**EXTRACT PROVIDED**
______________________________
In vivo fluorescence imaging is a powerful tool for understanding and characterizing biological systems. For example, with the help of in vivo fluorescence imaging, one can record the neural activity (neuronal firing) of freely moving mice. While in vivo fluorescence imaging technique has been widely used and has brought many benefits to the Biomedical image processing field, a few major physical limitations affect the image quality and data analysis. The three fundamental limits in fluorescence microscopy include poor signal-to-noise ratio (SNR), poor spatial resolution, and dense axial images. In this work, we employ machine learning (ML) models based on deep convolutional neural networks (CNN) to overcome the above-mentioned fundamental limits for 3D in vivo fluorescence imaging.
______________________________
**SUPPLIED MATERIAL**
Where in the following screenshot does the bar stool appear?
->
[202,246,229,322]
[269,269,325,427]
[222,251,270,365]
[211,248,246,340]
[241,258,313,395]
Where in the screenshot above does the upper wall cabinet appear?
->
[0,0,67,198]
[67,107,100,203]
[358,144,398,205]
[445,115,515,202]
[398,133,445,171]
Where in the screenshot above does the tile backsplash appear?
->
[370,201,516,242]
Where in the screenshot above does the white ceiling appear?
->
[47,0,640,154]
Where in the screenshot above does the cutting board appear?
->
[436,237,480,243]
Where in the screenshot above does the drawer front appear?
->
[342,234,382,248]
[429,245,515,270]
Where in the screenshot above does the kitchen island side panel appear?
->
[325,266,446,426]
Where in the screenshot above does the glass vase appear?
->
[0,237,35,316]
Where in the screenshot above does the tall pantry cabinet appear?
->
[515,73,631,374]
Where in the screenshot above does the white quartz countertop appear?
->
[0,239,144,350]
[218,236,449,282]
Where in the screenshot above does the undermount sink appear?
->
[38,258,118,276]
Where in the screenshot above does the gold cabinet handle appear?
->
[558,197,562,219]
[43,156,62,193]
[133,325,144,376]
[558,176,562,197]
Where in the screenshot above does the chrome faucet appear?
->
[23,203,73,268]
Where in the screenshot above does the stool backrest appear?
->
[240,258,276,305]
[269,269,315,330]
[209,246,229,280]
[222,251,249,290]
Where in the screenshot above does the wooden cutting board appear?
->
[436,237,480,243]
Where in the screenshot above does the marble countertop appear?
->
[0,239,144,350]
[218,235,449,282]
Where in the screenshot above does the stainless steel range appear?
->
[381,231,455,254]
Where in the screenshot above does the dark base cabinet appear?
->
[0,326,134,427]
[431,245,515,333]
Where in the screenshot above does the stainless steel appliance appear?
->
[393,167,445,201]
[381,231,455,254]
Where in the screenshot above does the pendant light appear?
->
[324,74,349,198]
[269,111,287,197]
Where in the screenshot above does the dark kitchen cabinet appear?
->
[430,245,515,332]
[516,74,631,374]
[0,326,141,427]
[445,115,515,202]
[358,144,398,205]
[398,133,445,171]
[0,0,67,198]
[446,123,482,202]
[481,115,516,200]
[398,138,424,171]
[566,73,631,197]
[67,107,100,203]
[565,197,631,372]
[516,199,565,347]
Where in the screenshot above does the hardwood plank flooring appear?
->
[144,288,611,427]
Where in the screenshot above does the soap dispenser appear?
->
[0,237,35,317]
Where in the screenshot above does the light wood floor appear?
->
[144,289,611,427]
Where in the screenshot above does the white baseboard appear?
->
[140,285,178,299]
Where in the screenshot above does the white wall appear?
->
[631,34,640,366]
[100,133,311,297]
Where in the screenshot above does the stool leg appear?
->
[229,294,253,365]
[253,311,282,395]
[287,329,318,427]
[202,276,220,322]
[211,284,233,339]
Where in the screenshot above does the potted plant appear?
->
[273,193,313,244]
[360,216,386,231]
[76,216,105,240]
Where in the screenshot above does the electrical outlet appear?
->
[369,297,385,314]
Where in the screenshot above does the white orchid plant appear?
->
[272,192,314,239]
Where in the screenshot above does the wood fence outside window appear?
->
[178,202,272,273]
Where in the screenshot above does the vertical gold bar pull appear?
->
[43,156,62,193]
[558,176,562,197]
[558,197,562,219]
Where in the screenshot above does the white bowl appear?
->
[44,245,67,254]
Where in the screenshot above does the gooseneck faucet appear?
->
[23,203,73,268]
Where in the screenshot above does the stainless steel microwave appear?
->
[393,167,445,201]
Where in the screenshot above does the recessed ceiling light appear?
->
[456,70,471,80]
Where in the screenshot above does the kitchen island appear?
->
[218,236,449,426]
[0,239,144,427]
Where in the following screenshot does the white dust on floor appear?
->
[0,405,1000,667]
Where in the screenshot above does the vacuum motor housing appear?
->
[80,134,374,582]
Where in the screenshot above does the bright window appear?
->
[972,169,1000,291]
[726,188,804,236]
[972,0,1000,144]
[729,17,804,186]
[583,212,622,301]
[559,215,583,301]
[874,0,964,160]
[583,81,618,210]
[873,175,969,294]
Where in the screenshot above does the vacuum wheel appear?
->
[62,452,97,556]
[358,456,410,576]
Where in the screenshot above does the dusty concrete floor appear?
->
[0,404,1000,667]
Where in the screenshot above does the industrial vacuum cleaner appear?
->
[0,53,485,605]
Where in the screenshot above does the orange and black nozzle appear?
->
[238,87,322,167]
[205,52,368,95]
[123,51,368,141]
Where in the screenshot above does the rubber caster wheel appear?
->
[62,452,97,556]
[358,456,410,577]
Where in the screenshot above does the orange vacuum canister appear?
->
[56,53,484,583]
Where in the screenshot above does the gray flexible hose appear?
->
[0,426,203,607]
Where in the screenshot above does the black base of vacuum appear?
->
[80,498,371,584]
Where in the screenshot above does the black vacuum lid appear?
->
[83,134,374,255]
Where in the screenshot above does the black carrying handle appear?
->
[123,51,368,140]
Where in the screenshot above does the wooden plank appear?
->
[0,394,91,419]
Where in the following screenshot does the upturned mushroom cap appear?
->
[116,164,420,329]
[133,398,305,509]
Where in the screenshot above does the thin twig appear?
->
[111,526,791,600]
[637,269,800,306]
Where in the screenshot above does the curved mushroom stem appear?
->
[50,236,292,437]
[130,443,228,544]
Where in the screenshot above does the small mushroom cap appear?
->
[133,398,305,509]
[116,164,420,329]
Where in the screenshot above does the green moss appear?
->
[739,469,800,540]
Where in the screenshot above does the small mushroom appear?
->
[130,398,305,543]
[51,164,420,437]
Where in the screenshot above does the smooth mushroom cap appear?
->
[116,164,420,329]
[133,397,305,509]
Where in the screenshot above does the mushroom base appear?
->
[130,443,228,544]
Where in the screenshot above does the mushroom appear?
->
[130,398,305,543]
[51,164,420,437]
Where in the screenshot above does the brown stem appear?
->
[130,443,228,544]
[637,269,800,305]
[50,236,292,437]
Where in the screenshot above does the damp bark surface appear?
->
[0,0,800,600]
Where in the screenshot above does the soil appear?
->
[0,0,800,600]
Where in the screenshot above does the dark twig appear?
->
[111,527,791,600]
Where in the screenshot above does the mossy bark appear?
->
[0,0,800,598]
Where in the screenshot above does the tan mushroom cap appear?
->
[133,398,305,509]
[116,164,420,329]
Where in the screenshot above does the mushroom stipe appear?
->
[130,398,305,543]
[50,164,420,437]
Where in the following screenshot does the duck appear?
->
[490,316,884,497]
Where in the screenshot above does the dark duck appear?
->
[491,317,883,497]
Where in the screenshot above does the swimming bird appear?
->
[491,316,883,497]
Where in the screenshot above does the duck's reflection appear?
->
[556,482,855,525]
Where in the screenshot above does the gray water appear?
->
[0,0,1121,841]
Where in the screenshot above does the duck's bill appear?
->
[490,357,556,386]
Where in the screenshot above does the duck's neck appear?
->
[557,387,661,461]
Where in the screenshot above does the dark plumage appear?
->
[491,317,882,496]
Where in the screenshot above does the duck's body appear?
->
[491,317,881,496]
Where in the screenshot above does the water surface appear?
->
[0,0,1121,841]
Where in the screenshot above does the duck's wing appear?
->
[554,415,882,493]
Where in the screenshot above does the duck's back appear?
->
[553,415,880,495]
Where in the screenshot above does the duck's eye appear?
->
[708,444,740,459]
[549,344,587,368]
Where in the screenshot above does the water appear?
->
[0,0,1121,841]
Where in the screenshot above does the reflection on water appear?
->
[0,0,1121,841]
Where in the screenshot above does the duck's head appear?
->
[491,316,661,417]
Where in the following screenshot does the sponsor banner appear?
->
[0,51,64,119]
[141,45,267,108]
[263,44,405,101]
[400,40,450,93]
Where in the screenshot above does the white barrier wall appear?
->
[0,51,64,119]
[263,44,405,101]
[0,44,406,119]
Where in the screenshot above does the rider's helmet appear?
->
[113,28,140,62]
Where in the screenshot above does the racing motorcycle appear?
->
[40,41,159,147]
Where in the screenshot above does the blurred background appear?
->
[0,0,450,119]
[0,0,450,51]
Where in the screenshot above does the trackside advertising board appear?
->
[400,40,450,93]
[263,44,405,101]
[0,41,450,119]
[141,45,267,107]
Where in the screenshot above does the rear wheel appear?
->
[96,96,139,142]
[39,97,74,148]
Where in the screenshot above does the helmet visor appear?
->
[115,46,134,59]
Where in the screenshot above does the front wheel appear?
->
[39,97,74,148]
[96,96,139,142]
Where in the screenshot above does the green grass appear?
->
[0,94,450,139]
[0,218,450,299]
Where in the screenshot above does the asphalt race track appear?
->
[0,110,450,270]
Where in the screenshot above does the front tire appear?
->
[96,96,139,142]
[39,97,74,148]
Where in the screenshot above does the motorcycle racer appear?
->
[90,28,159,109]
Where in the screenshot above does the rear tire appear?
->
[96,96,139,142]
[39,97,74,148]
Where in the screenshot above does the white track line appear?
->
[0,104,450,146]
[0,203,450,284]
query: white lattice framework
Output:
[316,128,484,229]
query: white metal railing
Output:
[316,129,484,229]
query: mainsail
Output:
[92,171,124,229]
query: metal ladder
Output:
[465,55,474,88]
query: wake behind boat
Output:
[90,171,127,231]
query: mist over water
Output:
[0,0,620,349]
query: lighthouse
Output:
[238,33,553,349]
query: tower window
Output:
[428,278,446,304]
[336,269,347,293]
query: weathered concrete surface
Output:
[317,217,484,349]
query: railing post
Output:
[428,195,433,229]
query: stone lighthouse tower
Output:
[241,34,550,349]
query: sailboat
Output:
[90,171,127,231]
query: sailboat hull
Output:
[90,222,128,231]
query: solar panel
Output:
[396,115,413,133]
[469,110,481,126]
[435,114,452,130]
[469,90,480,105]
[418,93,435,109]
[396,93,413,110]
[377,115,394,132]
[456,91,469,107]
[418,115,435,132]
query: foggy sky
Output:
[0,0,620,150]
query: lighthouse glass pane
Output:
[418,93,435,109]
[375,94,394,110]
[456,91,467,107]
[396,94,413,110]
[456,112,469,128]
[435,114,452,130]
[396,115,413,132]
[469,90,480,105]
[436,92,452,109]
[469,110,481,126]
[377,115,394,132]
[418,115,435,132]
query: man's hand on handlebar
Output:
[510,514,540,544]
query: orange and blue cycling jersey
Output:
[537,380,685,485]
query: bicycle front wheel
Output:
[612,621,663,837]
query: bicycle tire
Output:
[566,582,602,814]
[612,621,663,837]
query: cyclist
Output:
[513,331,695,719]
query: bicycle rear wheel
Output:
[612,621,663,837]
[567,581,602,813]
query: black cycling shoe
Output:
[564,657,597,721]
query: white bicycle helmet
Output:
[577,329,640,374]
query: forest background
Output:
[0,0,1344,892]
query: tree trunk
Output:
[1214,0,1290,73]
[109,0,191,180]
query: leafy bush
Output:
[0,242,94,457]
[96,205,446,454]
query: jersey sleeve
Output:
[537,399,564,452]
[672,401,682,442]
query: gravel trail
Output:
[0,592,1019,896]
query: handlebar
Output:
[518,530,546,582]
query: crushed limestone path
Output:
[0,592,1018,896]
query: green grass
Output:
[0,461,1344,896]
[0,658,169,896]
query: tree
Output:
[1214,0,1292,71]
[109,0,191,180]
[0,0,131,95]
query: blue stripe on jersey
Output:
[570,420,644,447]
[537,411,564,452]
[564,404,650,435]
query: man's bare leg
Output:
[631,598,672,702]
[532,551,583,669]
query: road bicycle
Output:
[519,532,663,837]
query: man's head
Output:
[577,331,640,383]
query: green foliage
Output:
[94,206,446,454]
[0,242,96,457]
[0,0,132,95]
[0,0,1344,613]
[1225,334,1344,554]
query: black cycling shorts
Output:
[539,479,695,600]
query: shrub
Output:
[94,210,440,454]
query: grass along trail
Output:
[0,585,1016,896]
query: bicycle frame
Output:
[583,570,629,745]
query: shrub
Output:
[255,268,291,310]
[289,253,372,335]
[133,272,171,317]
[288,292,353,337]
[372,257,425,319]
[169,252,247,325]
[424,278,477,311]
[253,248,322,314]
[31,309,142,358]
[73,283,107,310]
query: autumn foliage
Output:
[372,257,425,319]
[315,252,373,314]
______________________________
**EXERCISE INSTRUCTIONS**
1. What three fundamental limits in fluorescence microscopy does the fluorescence imaging text name?
2. Repeat word for word the part of the fluorescence imaging text that opens with the words containing "In vivo fluorescence imaging is" and closes with "vivo fluorescence imaging.".
3. Decide whether each statement agrees with the fluorescence imaging text, and back each yes or no with the deciding words quoted from it.
(a) The work uses machine learning models based on deep convolutional neural networks.
(b) In vivo fluorescence imaging is rarely used.
(c) In vivo fluorescence imaging can record the neural activity of freely moving mice.

**RESPONSES TO THE TASKS**
1. Poor signal-to-noise ratio (SNR), poor spatial resolution, and dense axial images.

2.
In vivo fluorescence imaging is a powerful tool for understanding and characterizing biological systems. For example, with the help of in vivo fluorescence imaging, one can record the neural activity (neuronal firing) of freely moving mice. While in vivo fluorescence imaging technique has been widely used and has brought many benefits to the Biomedical image processing field, a few major physical limitations affect the image quality and data analysis. The three fundamental limits in fluorescence microscopy include poor signal-to-noise ratio (SNR), poor spatial resolution, and dense axial images. In this work, we employ machine learning (ML) models based on deep convolutional neural networks (CNN) to overcome the above-mentioned fundamental limits for 3D in vivo fluorescence imaging.

3.
(a) Yes: "we employ machine learning (ML) models based on deep convolutional neural networks (CNN)"
(b) No: "in vivo fluorescence imaging technique has been widely used"
(c) Yes: "one can record the neural activity (neuronal firing) of freely moving mice"